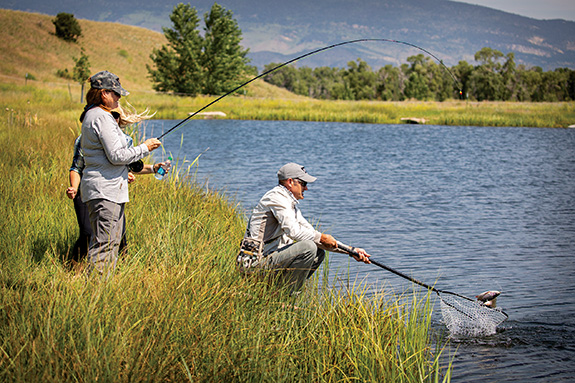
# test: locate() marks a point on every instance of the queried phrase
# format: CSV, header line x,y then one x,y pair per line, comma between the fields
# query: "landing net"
x,y
469,318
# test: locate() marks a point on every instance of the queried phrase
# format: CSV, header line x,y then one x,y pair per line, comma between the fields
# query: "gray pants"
x,y
294,263
106,220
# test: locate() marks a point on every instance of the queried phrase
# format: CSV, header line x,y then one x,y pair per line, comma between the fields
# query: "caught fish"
x,y
488,298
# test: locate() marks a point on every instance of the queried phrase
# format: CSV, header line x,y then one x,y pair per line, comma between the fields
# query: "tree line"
x,y
496,78
213,62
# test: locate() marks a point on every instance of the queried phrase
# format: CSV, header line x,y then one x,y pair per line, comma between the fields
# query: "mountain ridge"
x,y
277,31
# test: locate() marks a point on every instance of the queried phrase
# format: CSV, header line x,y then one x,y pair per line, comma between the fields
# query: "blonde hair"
x,y
129,116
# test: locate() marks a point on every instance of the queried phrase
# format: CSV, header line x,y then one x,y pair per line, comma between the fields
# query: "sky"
x,y
537,9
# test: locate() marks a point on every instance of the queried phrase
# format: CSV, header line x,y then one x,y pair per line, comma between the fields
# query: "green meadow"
x,y
176,308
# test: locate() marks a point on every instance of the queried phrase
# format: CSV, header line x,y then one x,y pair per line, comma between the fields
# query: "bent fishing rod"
x,y
304,56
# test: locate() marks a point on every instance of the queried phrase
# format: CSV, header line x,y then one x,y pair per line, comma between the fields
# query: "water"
x,y
468,208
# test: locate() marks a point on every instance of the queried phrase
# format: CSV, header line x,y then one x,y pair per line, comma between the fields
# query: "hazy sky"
x,y
537,9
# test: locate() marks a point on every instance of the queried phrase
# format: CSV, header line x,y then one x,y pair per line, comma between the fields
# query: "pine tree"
x,y
192,64
67,27
81,72
224,59
179,65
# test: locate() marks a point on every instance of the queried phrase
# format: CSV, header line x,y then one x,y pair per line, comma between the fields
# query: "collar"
x,y
289,193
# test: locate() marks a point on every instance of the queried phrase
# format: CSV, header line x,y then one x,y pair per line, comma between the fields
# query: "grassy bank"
x,y
176,309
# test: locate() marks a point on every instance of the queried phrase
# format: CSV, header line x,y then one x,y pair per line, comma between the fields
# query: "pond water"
x,y
467,208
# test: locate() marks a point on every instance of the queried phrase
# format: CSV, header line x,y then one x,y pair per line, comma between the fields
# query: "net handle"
x,y
351,251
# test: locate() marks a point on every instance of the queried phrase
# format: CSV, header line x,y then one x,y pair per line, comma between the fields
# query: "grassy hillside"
x,y
29,45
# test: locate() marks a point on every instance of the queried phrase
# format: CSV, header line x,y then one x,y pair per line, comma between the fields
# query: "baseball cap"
x,y
293,170
108,81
§ §
» Exercise brief
Word for word, repeat the material above and drop the pictures.

» Answer space
# test: locate() marks a point on every instance of the queried phrase
# format: CSV, header line x,y then one x,y pair per line, comma between the fields
# query: "landing net"
x,y
469,318
# test: locate() marks a point on every instance of the queried phrase
# format: CSV, header line x,y then one x,y pair per line, comma between the fields
# query: "gray pants"
x,y
294,263
106,220
# test: locate() marks a point on every instance of the queried phrase
# format: CSV, header line x,y then one x,y pair per line, comma between the fields
# query: "caught fish"
x,y
488,298
# test: locate() marks a point on every instance of the queried phrase
# format: CSV, header line x,y then one x,y pair per line, comma between the fields
# query: "tree line"
x,y
496,78
213,62
# test: locate() marks a point on every instance of the queried phrase
# format: CSV, header line x,y then one x,y pair per line, comma between the fields
# query: "mountain ridge"
x,y
277,31
# test: locate() marks a point on every instance of the queried phrase
# format: CSV, header line x,y then one x,y pair per line, comma between the fields
# query: "blonde hair"
x,y
129,116
# test: locate() marks a point on every instance of the queried phrase
# format: CSV, header line x,y then one x,y pair per line, comma between the fields
# query: "sky"
x,y
537,9
# test: locate() marks a point on every instance of the queried phrase
# format: CSV, header line x,y then one x,y pair per line, comma between the fields
# query: "green meadow"
x,y
176,308
# test: locate() marks a point on every instance of the queried phrase
# format: CSV, header line x,y then one x,y pair per line, comma between the fields
# query: "bent fishing rod"
x,y
304,56
# test: locate() marks a point on every instance of the queried phrase
# format: CSV, header line x,y then one x,y pair per line, comma between the fields
# query: "water"
x,y
468,208
# test: locate() marks a point on every instance of the queried phrase
# format: CSV, header line x,y then one x,y pair per line, comma between the fields
# query: "hazy sky"
x,y
537,9
# test: locate() marks a point on every instance of the queried phrase
# format: CSV, header line x,y then one x,y pair per line, comma between the fields
# query: "pine tree"
x,y
192,64
67,27
81,72
224,59
179,65
# test: locate() marks a point on every instance of the queried phrase
# format: CSV, header line x,y then one x,y pair per line, comma between the fields
# query: "collar"
x,y
289,193
# test: locate() marks a point on every instance of the queried phrase
# format: CSV, header line x,y then one x,y pair per line, comma between the fields
# query: "grassy bank"
x,y
176,309
# test: locate() marks a point on every instance of the queried phrase
# format: CSV, header line x,y then one x,y pair per line, comma between the fields
# query: "pond water"
x,y
467,208
# test: locate() marks a point on every instance of the queried phrase
# format: CSV, header line x,y then one x,y pair per line, comma between the fields
# query: "net handle"
x,y
351,251
# test: locate() marks a point on every instance of the queried phrase
# format: CSV, header line x,y then one x,y pair per line, comma between the fields
# query: "grassy hillside"
x,y
29,45
# test: locate() marks a point on every instance of the queried phrase
# format: CSV, header line x,y then one x,y pair per line, comma between the fields
# query: "baseball cap"
x,y
293,170
108,81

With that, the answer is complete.